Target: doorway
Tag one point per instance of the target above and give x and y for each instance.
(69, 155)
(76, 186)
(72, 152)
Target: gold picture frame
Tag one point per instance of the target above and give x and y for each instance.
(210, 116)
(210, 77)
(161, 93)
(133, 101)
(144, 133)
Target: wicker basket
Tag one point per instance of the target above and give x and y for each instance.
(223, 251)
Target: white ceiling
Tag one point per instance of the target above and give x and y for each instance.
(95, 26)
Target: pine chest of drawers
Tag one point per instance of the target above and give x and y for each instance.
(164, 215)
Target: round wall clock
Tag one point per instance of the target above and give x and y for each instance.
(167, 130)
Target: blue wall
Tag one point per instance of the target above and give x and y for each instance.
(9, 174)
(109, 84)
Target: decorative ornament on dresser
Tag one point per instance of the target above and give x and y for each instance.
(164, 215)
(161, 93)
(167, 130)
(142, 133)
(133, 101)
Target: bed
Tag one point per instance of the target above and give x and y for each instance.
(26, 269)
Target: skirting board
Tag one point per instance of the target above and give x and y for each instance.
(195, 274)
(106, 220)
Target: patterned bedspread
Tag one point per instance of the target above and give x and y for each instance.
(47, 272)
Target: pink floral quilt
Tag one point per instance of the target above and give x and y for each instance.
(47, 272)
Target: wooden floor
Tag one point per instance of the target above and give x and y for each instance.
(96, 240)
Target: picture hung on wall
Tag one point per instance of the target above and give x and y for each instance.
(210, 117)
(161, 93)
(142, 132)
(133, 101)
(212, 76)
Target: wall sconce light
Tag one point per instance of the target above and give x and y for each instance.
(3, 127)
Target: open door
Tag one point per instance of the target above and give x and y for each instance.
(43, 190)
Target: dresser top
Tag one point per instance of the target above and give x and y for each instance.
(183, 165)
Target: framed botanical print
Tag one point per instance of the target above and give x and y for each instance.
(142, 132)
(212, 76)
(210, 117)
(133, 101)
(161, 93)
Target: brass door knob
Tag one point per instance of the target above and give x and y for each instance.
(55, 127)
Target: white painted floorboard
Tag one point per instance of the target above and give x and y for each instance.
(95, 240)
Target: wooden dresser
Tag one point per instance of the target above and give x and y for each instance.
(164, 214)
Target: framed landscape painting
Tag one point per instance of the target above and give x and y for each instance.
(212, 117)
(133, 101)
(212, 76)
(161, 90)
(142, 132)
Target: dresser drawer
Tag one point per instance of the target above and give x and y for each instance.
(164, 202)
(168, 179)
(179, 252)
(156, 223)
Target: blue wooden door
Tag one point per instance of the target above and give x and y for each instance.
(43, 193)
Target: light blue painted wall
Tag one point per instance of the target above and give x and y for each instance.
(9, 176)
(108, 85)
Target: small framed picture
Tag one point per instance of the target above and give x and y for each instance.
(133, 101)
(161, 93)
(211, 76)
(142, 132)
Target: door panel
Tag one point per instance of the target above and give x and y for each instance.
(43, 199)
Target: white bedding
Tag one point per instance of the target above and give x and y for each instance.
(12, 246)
════════════════════
#### Exercise prompt
Restate the records above verbatim, omitting no line.

#### Response to this exercise
Target: doorway
Tag one point per instance of the target above and give x and y for each instance.
(69, 155)
(76, 186)
(72, 152)
Target: gold picture frame
Tag one point per instance of the target above and give x and y for each instance.
(210, 116)
(210, 77)
(161, 93)
(133, 101)
(144, 133)
Target: wicker basket
Tag one point per instance of the target above and give x and y for each instance.
(223, 251)
Target: white ceiling
Tag one point per instance of the target above and give x and y for each instance.
(95, 26)
Target: pine chest of drawers
Tag one point per instance of the target above and give x and y for each instance.
(164, 215)
Target: round wall clock
Tag one point per instance of the target above and give x and y for each instance.
(167, 130)
Target: blue wall
Tag one point per instance of the target above and give x and y for each instance.
(9, 174)
(109, 84)
Target: decorative ornament on dresser
Tag one point per instance of the target above and give x and y for each instance.
(164, 215)
(161, 93)
(167, 130)
(142, 133)
(133, 101)
Target: bed
Tag one point per instance of the target above and give x and y for each instance.
(26, 269)
Target: skirting board
Tag one point per instance of the target above and give x and y for each instance.
(195, 274)
(106, 220)
Target: patterned bedspread
Tag one point per instance of the target above and give x and y for each instance.
(47, 272)
Target: pink floral quilt
Tag one point per instance of the target above and give x and y for each instance.
(47, 272)
Target: wooden floor
Tag one point per instance of the target above and give x and y for each instance.
(96, 240)
Target: picture hung on wall
Tag one point per instance of the target above and give x and y for each instance.
(210, 117)
(161, 93)
(142, 132)
(133, 101)
(212, 76)
Target: wall sconce light
Tag one point per instance of the target above and give x and y for each instance.
(3, 127)
Target: open door
Tag one point per instance of the target above and give x and y for each instance.
(43, 190)
Target: dresser top
Tag one point per instance of the target above and give x and y for each instance.
(183, 165)
Target: framed botanical print
Tag one point per instance of the target above and give x and y for each instance.
(142, 132)
(212, 76)
(210, 117)
(133, 101)
(161, 93)
Target: brass door knob
Tag one point per instance of the target above and give x and y for each instance.
(55, 127)
Target: white painted floorboard
Tag one point per instance of the target above and give x and y for each instance.
(95, 240)
Target: wooden dresser
Tag one point per instance of the target above and give x and y for each instance.
(164, 214)
Target: framed landscape painting
Tag one point per instance of the target above and give x and y for each instance.
(212, 117)
(133, 101)
(212, 76)
(161, 90)
(142, 132)
Target: dresser drawer
Tag one point per instance of the target above and give x and y for each instance.
(164, 202)
(168, 179)
(179, 252)
(156, 223)
Target: blue wooden door
Tag one point per instance of the target above and give x and y for each instance.
(43, 193)
Target: light blue painted wall
Tag one point per instance of the target above and give x and y for each instance.
(9, 176)
(108, 85)
Target: small framed picture
Tag one point per instance of the target above and give x and y for each instance.
(133, 101)
(161, 93)
(211, 76)
(142, 132)
Target: door panel
Tag one point per instance of the target above and give x and y for each instance.
(43, 199)
Target: white bedding
Tag one point per instance of the target above and give x and y for each instance.
(12, 246)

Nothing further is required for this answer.